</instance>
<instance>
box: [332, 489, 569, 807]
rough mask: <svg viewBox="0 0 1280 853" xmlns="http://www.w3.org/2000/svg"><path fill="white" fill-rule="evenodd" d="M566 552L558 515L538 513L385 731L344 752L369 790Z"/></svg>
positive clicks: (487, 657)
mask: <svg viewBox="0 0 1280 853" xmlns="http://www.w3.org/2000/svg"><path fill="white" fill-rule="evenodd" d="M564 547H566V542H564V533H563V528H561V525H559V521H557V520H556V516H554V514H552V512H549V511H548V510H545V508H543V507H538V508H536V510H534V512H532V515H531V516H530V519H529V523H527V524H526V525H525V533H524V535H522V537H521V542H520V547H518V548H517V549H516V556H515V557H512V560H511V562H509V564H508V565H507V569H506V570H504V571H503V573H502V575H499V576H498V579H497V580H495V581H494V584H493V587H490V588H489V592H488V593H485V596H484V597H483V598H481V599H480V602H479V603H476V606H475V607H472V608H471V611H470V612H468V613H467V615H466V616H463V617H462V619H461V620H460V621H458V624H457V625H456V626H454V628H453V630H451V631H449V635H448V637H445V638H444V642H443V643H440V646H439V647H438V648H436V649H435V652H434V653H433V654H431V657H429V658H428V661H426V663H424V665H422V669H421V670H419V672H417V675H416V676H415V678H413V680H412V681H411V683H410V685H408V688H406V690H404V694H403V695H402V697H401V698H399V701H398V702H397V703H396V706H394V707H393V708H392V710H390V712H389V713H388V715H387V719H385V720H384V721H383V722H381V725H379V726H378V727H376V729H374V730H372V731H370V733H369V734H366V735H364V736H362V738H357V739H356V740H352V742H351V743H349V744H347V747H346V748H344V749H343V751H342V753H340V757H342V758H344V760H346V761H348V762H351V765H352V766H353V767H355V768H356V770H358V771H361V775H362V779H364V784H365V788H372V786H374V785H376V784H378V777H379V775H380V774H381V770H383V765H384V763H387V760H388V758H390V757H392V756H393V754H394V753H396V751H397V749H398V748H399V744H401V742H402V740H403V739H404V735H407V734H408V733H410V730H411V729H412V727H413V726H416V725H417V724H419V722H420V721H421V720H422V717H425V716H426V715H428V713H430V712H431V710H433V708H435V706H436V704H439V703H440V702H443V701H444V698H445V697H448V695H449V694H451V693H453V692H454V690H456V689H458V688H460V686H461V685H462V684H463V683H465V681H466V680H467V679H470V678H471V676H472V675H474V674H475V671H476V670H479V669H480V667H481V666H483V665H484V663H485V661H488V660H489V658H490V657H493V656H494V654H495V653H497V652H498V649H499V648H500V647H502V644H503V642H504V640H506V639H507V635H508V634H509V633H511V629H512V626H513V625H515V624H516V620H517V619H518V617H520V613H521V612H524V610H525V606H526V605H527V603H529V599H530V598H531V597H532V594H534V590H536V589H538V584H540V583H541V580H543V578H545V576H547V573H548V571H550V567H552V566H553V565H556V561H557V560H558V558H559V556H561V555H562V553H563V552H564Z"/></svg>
════
Directions for this task:
Give back the entries above exactly as they are, from their first line through the line that contains "rough mask: <svg", both included, with nothing else.

Task solution:
</instance>
<instance>
box: [332, 489, 569, 807]
rough mask: <svg viewBox="0 0 1280 853" xmlns="http://www.w3.org/2000/svg"><path fill="white" fill-rule="evenodd" d="M566 552L558 515L538 513L385 731L344 752L369 790Z"/></svg>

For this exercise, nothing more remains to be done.